*PROBLEM SET:*
**1.** In the abstract on diabetic neuropathy treatments, what scale was used to evaluate pain?
**2.** Reproduce the part of the abstract on diabetic neuropathy treatments that starts with "Painful diabetic peripheral" and goes on through "treating painful DPN.".

GIVEN PASSAGE: Begin

Comparison of Transcutaneous Electrical Nerve Stimulation and Pulsed Radiofrequency Sympathectomy for Treating Painful Diabetic Neuropathy.

Author information

1
Department of Anesthesiology, Anesthesiology Research Center, Guilan University of Medical Sciences, Rasht, Iran.
2
Department of Anesthesiology, Shahid Beheshti University of Medical Sciences, Tehran, Iran.

Abstract

BACKGROUND:

Painful diabetic peripheral neuropathy (DPN) is a long-term complication of type 1 and type 2 diabetes that majorly impacts quality of life. Its prevalence increases with age and duration of diabetes. It is more common in patients who have suboptimal glycemic control over several years. Because DPN may be resistant to conventional treatments, it is common for patients to only have partial pain relief. Therefore, new therapeutic options are needed for the condition.

OBJECTIVES:

The aim of the present study was to compare the efficacy of transcutaneous electrical nerve stimulation (TENS) and pulsed radiofrequency (PRF) lumbar sympathectomy in treating painful DPN.

PATIENTS AND METHODS:

Sixty-five patients with painful DPN refractory to conventional treatment were randomly and evenly assigned to either the TENS or PRF lumbar sympathectomy groups. Pain evaluations were based on the 10-point numerical rating scale (NRS). Subjects were followed for three months and had a total of four study visits (baseline and 1 week, 1 month, and 3 months after treatment).

GIVEN PASSAGE: End
EXTRACTED MATERIAL: Begin

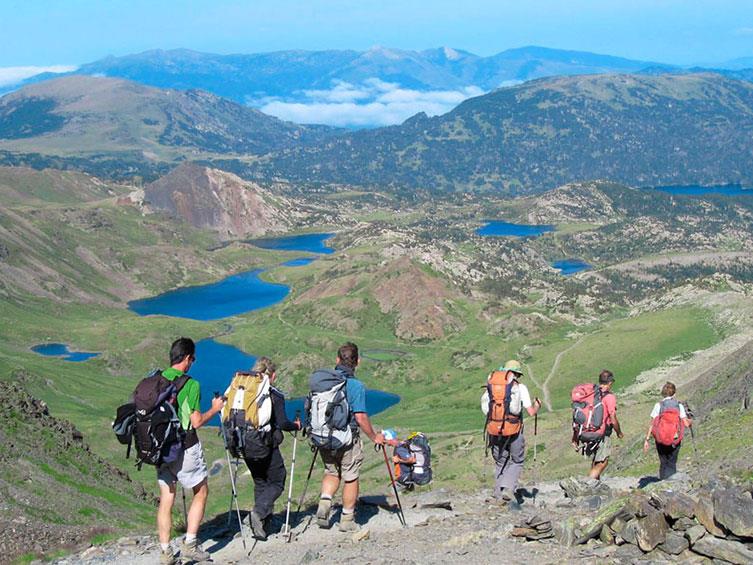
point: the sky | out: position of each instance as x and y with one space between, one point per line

EXTRACTED MATERIAL: End
EXTRACTED MATERIAL: Begin

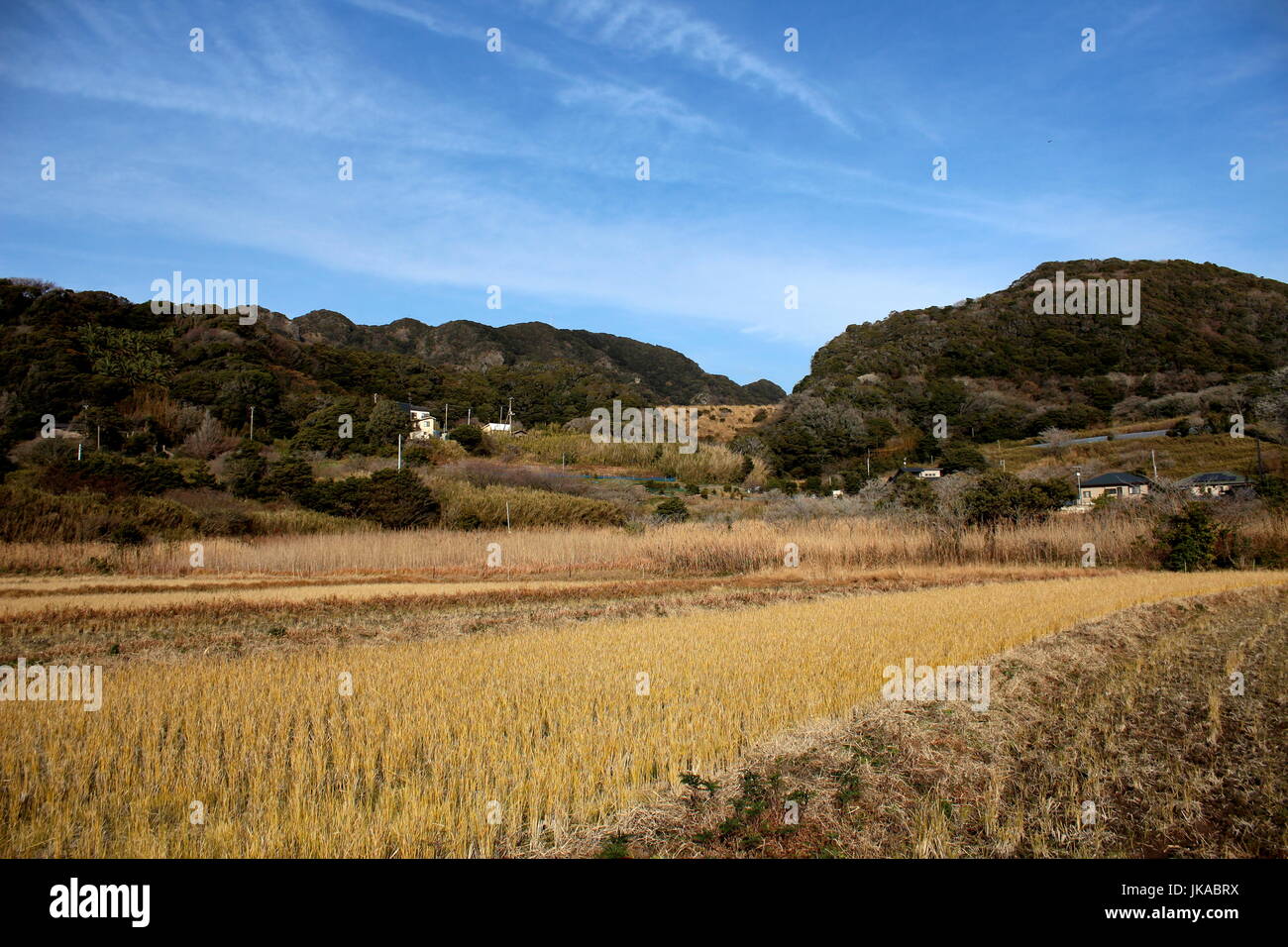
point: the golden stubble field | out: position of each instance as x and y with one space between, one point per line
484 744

EXTRACTED MATERIAL: End
EXTRACTED MATERIAL: Begin

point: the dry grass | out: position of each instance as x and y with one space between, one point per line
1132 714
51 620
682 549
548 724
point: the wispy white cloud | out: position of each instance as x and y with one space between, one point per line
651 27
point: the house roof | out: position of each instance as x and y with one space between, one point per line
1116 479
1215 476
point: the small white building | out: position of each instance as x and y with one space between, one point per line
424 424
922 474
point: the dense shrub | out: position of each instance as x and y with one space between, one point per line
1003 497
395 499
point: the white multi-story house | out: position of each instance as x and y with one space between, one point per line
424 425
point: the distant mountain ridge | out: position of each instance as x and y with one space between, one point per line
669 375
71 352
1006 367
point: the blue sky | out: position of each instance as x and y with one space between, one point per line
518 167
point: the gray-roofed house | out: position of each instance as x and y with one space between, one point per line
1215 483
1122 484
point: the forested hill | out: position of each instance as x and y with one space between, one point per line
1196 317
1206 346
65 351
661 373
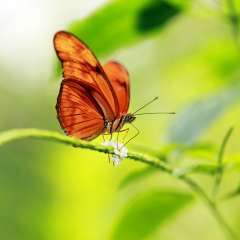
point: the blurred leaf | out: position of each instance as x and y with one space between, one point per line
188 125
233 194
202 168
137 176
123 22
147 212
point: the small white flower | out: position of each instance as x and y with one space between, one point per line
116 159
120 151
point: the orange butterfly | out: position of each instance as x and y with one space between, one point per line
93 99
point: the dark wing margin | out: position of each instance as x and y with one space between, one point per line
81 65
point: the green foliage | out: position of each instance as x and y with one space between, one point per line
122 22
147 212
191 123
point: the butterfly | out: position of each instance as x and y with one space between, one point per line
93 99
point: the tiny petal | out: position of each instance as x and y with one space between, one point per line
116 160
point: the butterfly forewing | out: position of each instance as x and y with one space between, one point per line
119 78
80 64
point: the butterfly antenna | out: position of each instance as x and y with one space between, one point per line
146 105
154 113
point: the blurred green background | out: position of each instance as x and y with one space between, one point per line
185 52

EXTRACTED MATERIAL: End

*REPLIES:*
**1.** The 10-point numerical rating scale (NRS).

**2.**
Painful diabetic peripheral neuropathy (DPN) is a long-term complication of type 1 and type 2 diabetes that majorly impacts quality of life. Its prevalence increases with age and duration of diabetes. It is more common in patients who have suboptimal glycemic control over several years. Because DPN may be resistant to conventional treatments, it is common for patients to only have partial pain relief. Therefore, new therapeutic options are needed for the condition.

OBJECTIVES:

The aim of the present study was to compare the efficacy of transcutaneous electrical nerve stimulation (TENS) and pulsed radiofrequency (PRF) lumbar sympathectomy in treating painful DPN.